The lines to be copied run from the one containing "Kindly place a point on the thumb, one" to the end of the material below; reproduce them exactly, including both ends, and nothing more.

>> Start Exercise inputs

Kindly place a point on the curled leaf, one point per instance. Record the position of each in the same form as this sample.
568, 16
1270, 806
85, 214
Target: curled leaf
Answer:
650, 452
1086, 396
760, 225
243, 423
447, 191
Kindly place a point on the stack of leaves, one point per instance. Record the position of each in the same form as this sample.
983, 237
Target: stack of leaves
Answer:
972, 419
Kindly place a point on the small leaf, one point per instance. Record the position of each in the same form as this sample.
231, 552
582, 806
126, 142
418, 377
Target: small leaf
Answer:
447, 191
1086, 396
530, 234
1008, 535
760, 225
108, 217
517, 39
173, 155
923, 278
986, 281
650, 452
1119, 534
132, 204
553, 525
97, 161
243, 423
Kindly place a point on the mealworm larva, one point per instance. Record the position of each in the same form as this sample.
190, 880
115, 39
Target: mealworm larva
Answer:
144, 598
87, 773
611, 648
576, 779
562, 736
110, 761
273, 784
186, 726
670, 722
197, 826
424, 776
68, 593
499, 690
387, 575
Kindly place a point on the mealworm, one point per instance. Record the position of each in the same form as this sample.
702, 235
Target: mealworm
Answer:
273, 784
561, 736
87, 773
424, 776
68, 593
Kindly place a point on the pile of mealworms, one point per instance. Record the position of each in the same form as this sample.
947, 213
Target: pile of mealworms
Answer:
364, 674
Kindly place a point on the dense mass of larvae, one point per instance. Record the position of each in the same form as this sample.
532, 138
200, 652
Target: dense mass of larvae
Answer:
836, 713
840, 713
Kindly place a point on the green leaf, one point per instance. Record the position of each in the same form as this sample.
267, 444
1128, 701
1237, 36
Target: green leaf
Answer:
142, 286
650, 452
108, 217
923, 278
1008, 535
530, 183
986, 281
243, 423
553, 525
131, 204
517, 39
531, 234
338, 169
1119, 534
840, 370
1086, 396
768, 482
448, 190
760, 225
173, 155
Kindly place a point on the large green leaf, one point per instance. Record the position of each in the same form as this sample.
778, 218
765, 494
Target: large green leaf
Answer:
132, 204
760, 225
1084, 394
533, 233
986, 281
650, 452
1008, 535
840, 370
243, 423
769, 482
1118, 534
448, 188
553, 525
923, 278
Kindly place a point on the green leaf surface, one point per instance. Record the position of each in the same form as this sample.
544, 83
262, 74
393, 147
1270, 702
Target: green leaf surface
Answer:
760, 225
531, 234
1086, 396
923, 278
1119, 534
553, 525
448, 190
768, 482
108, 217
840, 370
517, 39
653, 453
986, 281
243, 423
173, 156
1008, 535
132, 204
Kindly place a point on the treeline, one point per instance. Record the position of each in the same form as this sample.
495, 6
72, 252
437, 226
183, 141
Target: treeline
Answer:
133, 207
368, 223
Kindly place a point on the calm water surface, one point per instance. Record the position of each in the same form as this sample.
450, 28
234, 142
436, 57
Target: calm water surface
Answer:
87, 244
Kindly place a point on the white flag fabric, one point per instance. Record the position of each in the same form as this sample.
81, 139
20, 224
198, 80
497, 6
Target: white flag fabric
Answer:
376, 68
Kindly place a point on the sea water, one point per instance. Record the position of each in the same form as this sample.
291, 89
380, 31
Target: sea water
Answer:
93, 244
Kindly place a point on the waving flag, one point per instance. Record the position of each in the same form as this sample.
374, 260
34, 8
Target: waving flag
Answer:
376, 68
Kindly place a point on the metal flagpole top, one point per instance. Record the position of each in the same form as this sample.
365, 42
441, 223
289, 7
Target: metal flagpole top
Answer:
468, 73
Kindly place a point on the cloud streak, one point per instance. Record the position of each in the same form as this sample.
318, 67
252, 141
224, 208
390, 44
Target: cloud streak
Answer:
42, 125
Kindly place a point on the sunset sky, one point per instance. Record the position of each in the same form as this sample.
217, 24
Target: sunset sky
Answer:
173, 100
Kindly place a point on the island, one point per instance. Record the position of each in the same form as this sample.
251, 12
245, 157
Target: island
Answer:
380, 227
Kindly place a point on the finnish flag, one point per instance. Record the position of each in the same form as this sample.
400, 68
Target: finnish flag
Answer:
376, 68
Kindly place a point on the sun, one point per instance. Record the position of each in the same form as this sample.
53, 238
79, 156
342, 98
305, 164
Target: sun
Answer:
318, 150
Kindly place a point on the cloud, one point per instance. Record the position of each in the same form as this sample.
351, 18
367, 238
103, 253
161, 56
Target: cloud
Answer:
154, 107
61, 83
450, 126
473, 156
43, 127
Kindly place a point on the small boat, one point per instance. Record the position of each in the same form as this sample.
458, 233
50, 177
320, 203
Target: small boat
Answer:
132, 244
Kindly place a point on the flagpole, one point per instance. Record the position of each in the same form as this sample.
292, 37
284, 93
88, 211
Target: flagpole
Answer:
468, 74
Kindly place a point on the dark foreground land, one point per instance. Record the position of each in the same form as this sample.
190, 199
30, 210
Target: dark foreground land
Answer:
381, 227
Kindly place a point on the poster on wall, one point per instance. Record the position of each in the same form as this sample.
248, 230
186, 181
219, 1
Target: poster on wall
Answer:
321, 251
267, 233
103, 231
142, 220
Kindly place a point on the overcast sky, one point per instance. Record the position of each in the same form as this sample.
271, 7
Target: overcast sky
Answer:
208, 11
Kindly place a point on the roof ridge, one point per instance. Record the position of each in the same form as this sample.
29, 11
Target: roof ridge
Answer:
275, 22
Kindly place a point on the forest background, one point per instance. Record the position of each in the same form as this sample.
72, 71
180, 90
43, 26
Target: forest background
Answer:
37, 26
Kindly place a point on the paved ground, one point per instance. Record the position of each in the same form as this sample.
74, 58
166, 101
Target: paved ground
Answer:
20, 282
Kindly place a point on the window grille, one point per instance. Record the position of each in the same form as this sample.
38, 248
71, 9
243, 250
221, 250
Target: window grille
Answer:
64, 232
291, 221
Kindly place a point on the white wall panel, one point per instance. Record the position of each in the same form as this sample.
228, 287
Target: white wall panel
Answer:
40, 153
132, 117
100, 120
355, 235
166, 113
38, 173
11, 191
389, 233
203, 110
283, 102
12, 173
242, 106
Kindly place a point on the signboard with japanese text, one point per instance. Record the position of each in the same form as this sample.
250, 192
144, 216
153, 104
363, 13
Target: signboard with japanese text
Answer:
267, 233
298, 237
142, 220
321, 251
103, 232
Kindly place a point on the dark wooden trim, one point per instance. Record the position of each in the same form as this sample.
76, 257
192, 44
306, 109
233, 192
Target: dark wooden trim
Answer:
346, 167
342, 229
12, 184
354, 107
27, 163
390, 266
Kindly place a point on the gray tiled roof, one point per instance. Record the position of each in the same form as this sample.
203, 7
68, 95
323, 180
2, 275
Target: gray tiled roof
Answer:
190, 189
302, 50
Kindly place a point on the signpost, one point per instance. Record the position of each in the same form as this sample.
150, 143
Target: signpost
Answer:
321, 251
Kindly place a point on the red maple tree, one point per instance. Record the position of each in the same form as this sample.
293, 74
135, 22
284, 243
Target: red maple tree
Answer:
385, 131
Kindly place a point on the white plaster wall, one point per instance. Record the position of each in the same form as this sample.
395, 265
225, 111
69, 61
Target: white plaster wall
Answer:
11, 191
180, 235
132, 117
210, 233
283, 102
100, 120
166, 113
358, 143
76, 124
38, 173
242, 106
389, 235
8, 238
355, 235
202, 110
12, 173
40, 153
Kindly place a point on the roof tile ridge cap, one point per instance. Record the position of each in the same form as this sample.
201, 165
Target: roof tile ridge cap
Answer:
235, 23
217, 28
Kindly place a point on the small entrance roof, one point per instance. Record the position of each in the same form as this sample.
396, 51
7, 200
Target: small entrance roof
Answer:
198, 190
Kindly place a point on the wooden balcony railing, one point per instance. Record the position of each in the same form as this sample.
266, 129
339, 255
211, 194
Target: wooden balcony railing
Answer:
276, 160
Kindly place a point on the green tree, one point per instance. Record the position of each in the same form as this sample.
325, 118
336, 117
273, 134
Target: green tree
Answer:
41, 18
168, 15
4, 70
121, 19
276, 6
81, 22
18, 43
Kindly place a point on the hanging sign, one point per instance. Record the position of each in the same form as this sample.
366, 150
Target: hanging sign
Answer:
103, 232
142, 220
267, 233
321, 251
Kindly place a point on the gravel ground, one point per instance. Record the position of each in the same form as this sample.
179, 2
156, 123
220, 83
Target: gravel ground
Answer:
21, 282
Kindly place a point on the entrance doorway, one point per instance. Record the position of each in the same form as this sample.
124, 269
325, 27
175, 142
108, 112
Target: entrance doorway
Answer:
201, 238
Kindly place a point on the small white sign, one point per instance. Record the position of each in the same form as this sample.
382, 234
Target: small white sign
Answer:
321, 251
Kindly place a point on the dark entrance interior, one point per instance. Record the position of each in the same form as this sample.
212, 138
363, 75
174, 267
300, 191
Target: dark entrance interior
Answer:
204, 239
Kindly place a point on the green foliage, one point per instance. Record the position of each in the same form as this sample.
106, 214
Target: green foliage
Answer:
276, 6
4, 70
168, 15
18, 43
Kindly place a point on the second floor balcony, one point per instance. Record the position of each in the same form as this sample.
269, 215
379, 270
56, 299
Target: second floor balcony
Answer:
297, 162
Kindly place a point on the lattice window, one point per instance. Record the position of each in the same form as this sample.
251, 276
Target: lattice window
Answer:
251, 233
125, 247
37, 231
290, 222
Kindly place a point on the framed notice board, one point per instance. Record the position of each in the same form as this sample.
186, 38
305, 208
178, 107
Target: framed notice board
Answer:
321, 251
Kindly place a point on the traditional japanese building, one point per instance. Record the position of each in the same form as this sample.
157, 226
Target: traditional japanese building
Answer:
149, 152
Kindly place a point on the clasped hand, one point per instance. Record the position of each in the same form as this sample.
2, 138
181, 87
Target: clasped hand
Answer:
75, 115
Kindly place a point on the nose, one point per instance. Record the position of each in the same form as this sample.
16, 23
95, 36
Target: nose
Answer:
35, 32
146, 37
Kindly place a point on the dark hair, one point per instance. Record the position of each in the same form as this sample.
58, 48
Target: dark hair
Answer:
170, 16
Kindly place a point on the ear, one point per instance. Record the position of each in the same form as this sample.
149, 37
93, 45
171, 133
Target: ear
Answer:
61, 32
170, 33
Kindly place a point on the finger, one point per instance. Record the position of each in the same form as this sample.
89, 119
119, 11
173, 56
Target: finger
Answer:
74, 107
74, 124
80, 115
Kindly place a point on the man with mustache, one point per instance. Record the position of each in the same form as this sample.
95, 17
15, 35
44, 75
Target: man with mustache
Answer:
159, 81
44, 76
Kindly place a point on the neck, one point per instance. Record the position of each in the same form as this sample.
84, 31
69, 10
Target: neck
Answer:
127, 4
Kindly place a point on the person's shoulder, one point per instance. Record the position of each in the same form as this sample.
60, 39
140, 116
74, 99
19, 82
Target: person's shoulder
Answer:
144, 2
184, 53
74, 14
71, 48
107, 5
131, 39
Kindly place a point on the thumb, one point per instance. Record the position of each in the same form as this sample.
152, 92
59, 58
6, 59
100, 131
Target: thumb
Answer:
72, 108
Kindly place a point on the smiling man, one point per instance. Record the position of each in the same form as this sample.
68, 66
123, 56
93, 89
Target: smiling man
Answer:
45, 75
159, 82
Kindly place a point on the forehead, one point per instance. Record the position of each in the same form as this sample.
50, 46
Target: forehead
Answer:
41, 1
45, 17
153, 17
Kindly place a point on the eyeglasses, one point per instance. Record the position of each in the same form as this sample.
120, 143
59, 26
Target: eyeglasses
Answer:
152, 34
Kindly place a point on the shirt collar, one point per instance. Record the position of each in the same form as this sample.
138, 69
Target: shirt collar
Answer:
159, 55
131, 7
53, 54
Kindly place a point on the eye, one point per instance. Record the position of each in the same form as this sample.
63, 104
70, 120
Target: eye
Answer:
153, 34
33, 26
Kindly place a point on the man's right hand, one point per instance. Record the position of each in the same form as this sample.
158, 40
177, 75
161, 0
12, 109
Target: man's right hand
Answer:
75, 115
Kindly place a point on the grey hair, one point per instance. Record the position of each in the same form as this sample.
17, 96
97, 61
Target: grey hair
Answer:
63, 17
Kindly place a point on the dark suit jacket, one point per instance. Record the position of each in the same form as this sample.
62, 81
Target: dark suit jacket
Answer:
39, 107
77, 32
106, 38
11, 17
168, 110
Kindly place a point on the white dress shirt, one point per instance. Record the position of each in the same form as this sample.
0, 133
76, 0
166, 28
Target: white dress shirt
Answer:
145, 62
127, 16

>> End Exercise inputs

▸ **Solution for this task**
Kindly place a point on the thumb, one point per instance. Record the position of each in the same form as this sample.
152, 92
59, 58
6, 59
100, 131
Target: thumb
Answer:
72, 108
Kindly place a point on the smiling man, one point per instance. Record the position of each in the same form as this sample.
68, 66
123, 56
93, 89
Target: smiling man
Answer:
45, 75
159, 82
Kindly place a point on the forehead, one point per instance. Record the position of each in the same form as this sample.
50, 46
Target: forehead
Answer:
41, 1
45, 17
153, 17
Kindly place a point on the eyeglasses, one point per instance. Record the position of each in the same form as this sample.
120, 143
59, 26
Target: eyeglasses
Answer:
152, 34
Kindly place a point on the shirt collar, one point per instance. Record the position of each in the same form as this sample.
138, 69
Target: shirt collar
Answer:
159, 55
131, 7
53, 54
Kindly place a point on the eye, one point per instance. Record the position of each in the same form as this sample.
63, 104
70, 120
Target: eye
Answer:
153, 34
33, 26
Kindly place a point on the man's right hand, one point per instance. Record the position of each in the same form as this sample.
158, 40
177, 75
161, 0
12, 109
Target: man's right hand
Answer:
75, 115
Kindly place a point on the grey hair, one point per instance. Record the position of each in the same form as this sample.
17, 96
97, 61
Target: grey hair
Answer:
63, 17
Kindly place a point on the dark suit jacket, one point per instance. Record the position of each in the same form as this sample.
62, 81
Target: dark suit jacket
Answer:
39, 107
77, 32
106, 38
11, 17
168, 110
Kindly place a point on the white dress shirt, one point per instance. Record the position of each in the same form as this sample.
0, 133
76, 0
166, 28
Target: white dress shirt
Answer:
145, 62
127, 16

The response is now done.